[Extrait du texte]
---

BRETON, alors dans une phase libertaire très marquée, membre de cette Société de l’Art brut pour quelques années, insiste sur la prise en compte de tous les arts « inspirés » et de la liberté, faits à partir de rien, d’objets récupérés et détournés, sans sens « à priori » de l’esthétique. Les œuvres liées à la folie sont fréquemment soutenues depuis l’origine du surréalisme. En 1948 dans la Clé des champs, BRETON affirme : « je ne craindrai pas d’avancer l’idée, paradoxale seulement à première vue, que l’art de ceux qu’on range aujourd’hui dans la catégorie des malades mentaux constitue un réservoir de santé mentale ».

Il est vrai que la position des amis de BRETON dans les années trente par rapport à « l’objet », anticipe ce qu’est une des tendances de l’art brut. L’utilisation d’objets hétéroclites, souvent populaires et quotidiens, détournés de leur sens premier, accumulés sans souci esthétique volontaire… doit permettre de créer un autre réel, un « sur-réel ». Le spectateur devient l’acteur principal en laissant jouer son imagination interprétative.

Enfin le rôle de découvreur ou d'incitateur qu'est BRETON semble évident : par exemple il est un de ceux qui propulsent Fatima HADDAD dite BAYA au sien des plus touchants peintres de l'art brut.

Parmi les premiers à prendre conscience de l’art libre et original des artistes aliénés, on peut également citer Paul KLEE (1879-1940) et surtout Max ERNST (1891-1976), qui sans sa phase dadaïste, à Cologne, visite les asiles (celui de Bonn notamment) et met en valeur quelques unes des œuvres. C’est le cas également de Johannes BAARGELD (1892-1927), autre élément essentiel du groupe de Cologne.

---

[Consigne 1] D'après le passage sur Breton et l'art brut, dans quel ouvrage et en quelle année Breton compare-t-il l'art des malades mentaux à un « réservoir de santé mentale » ?
[Consigne 2] Prolongez le passage sur Breton et l'art brut en reprenant juste après sa dernière phrase.

[Entrées enregistrées]
---

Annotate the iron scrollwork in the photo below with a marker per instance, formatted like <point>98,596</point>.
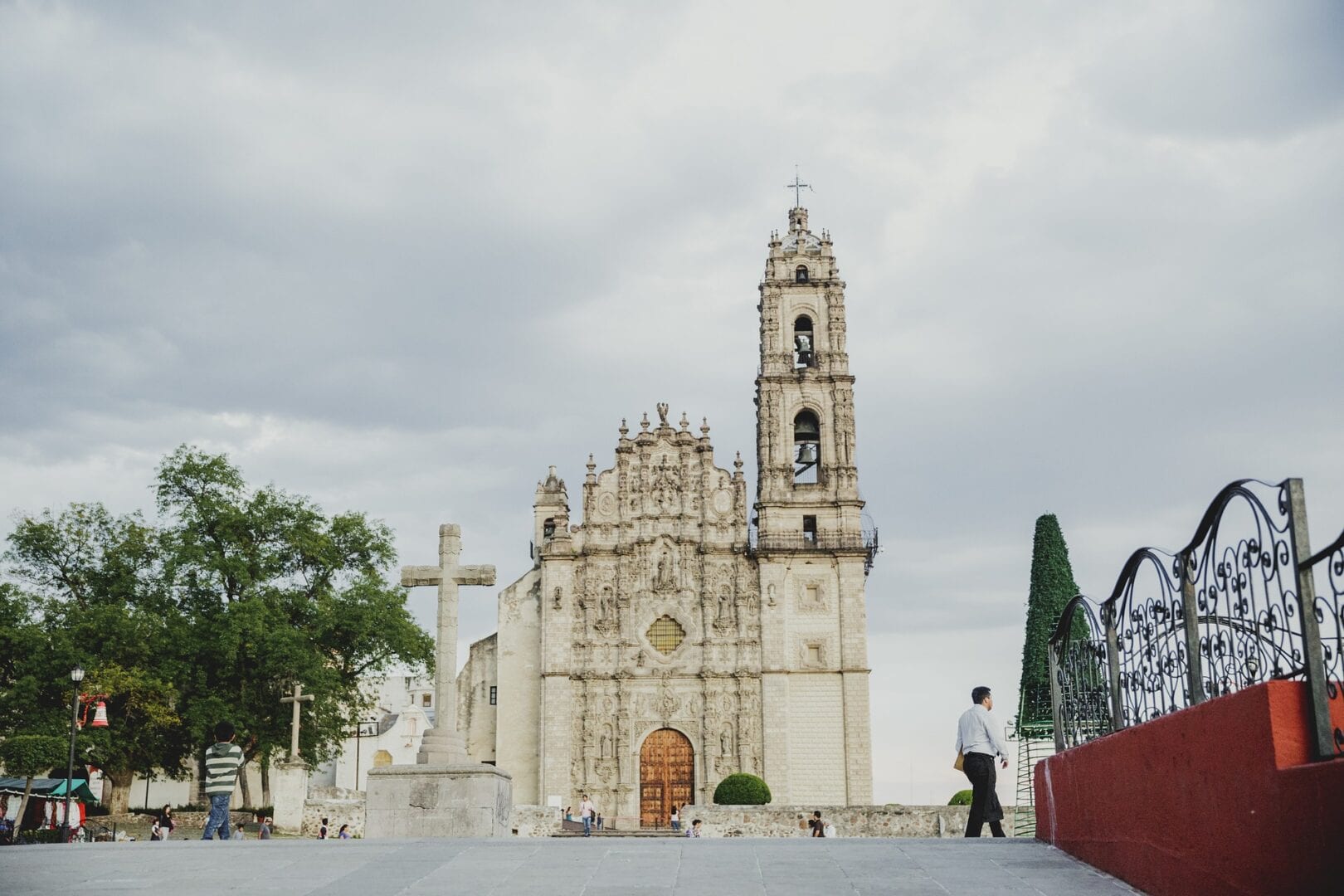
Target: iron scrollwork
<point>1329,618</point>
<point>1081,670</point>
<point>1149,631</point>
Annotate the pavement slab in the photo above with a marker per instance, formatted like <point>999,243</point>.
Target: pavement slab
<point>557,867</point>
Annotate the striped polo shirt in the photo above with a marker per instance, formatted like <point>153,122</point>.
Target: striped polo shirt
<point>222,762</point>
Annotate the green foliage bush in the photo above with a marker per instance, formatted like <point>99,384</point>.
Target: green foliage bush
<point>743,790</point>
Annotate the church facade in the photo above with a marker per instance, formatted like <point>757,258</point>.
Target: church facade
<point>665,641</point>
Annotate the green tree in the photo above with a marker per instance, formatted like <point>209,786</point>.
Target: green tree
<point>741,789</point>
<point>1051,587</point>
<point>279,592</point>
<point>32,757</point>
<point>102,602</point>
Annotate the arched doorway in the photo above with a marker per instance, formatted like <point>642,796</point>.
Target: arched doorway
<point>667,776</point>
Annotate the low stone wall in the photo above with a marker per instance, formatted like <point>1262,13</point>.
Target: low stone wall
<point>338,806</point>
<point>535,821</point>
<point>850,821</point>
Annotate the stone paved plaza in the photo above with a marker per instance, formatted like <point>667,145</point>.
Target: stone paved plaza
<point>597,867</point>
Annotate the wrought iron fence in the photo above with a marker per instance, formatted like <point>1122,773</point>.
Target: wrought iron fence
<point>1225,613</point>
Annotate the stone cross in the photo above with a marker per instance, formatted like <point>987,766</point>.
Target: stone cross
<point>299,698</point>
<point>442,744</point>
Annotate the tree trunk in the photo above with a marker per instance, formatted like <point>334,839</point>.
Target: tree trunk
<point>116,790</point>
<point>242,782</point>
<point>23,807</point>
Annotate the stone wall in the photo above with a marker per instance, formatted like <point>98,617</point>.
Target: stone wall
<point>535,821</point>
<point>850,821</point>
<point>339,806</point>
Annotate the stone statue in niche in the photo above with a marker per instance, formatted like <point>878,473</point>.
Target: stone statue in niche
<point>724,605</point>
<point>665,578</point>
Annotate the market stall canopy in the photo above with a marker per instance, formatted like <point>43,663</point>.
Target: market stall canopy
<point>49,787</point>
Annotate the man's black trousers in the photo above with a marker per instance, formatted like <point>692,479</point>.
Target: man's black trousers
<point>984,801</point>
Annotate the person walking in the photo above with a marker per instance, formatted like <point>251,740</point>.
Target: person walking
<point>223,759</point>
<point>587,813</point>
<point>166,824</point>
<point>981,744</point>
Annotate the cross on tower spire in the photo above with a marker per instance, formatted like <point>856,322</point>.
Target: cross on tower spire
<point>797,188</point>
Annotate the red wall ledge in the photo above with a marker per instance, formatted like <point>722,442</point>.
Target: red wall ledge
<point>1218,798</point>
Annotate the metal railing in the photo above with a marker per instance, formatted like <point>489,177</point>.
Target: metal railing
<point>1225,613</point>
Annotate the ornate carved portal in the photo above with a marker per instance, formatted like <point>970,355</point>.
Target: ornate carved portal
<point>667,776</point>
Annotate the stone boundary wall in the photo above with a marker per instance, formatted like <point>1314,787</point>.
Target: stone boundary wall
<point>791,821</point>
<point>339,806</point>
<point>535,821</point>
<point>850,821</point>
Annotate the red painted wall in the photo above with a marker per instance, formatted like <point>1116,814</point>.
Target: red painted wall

---

[Réponse finale 1] Dans la Clé des champs, en 1948.

[Réponse finale 2]
L’appellation d’« d’art modeste » pour désigner l’art brut n’est pas correcte non plus, car elle désigne plus de simples accumulations d’objets hétéroclites que ces autres tendances artistiques qui sont incluses dans l’art brut. À Sète notamment on peut admirer un musée spécialisé. Dans cette filière on peut noter que l’art brut anticipe peut-être les mouvements de la fin du XXème siècle autour de la récupération des objets et des lieux, comme l’arte povera italien (art pauvre).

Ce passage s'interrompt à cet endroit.